> **KUTIPAN TEKS**
"Welcome to a new kind of tension,all across the alien nation,were everything isnt mean to be okay"

Cari Blog Ini

Sabtu, 20 Februari 2010

Plagiarisme Musik Dan Hukum Moral

AKHIRNYA Profesor Anak Agung Banyu Perwita PhD dikeluarkan dari Universitas Katolik Parahiyangan Bandung karena terbukti melakukan tidak plagiarisme. Guru besar hubungan internasional ini terbukti mencontek karya ilmiah orang lain. Makalah contekan yang dimuat di harian The Jakarta Post itulah yang membuka tabir kecurangan Banyu Perwita.

> **DATA TERSEDIA**
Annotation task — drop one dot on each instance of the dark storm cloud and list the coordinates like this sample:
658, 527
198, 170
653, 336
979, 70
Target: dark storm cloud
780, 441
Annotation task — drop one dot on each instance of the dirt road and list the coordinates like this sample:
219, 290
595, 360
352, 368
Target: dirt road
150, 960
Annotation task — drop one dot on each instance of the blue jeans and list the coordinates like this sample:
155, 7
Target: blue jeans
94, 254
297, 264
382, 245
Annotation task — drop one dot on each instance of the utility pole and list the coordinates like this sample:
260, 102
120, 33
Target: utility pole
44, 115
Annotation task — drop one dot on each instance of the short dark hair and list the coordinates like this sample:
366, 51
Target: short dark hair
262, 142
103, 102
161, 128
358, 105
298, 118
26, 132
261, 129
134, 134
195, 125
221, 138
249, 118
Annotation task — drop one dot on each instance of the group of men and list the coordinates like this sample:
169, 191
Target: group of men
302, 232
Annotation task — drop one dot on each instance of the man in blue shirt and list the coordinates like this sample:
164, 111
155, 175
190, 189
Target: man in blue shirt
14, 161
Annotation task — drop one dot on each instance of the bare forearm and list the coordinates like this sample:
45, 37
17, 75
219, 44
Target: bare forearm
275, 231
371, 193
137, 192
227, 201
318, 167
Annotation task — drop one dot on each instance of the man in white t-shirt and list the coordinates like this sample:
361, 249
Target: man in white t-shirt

> **TUGAS KERJA**
A – Menurut kutipan teks, di harian apa makalah contekan Banyu Perwita dimuat?
B – Tentukan apakah setiap pernyataan berikut sesuai dengan kutipan teks, lalu kutip kata-kata teks yang menjadi dasarnya. (i) Banyu Perwita adalah guru besar hubungan internasional. (ii) Banyu Perwita dikeluarkan dari Universitas Indonesia. (iii) Makalah contekan itu dimuat di sebuah majalah ilmiah.
C – Teruskan kutipan teks tentang plagiarisme musik dan hukum moral, mulai sesudah kalimat terakhir yang tercantum.
Butir-butir data di atas tidak digunakan sama sekali di sini.

> **JAWABAN TUGAS**
A – Di harian The Jakarta Post.

B –
(i) Ya: "Guru besar hubungan internasional ini terbukti mencontek karya ilmiah orang lain."
(ii) Tidak: "dikeluarkan dari Universitas Katolik Parahiyangan Bandung"
(iii) Tidak: "Makalah contekan yang dimuat di harian The Jakarta Post"

C –
Pada penyelidikan lebih jauh, Unpar menemukan 3 tulisan Banyu Perwita lain yang juga hasil contekan. Agaknya menjiplak telah menjadi kebiasaan dosen muda idola mahasiswa ini. Mungkin masih banyak karya Banyu Perwita hasil jiplakan yang belum ketahuan. Asumsi ini masuk akal mengingat banyak sekali karya ilmiah Banyu Perwita yang dimuat di berbagi media massa dan jurnal ilmiah.

Di kalangan intelektual yang berbudaya tinggi, plagiarisme dianggap sebagai tindakan tercela dan mamalukan dan pelakunya terancam hukuman berat, bukan hukum formal tapi moral. Dalam kasus ini, Banyu Perwita dipecat dari Unpar. Tapi hukuman yang paling berat –saya rasa- adalah pencabutan gelar profesornya. Seorang guru besar yang dicabut gelarnya ibarat pejabat yang dipecat tidak dengan hormat. Akibat perbuatannya Banyu Perwita tidak hanya kehilangan pekerjaan tetapi juga kehormatannya.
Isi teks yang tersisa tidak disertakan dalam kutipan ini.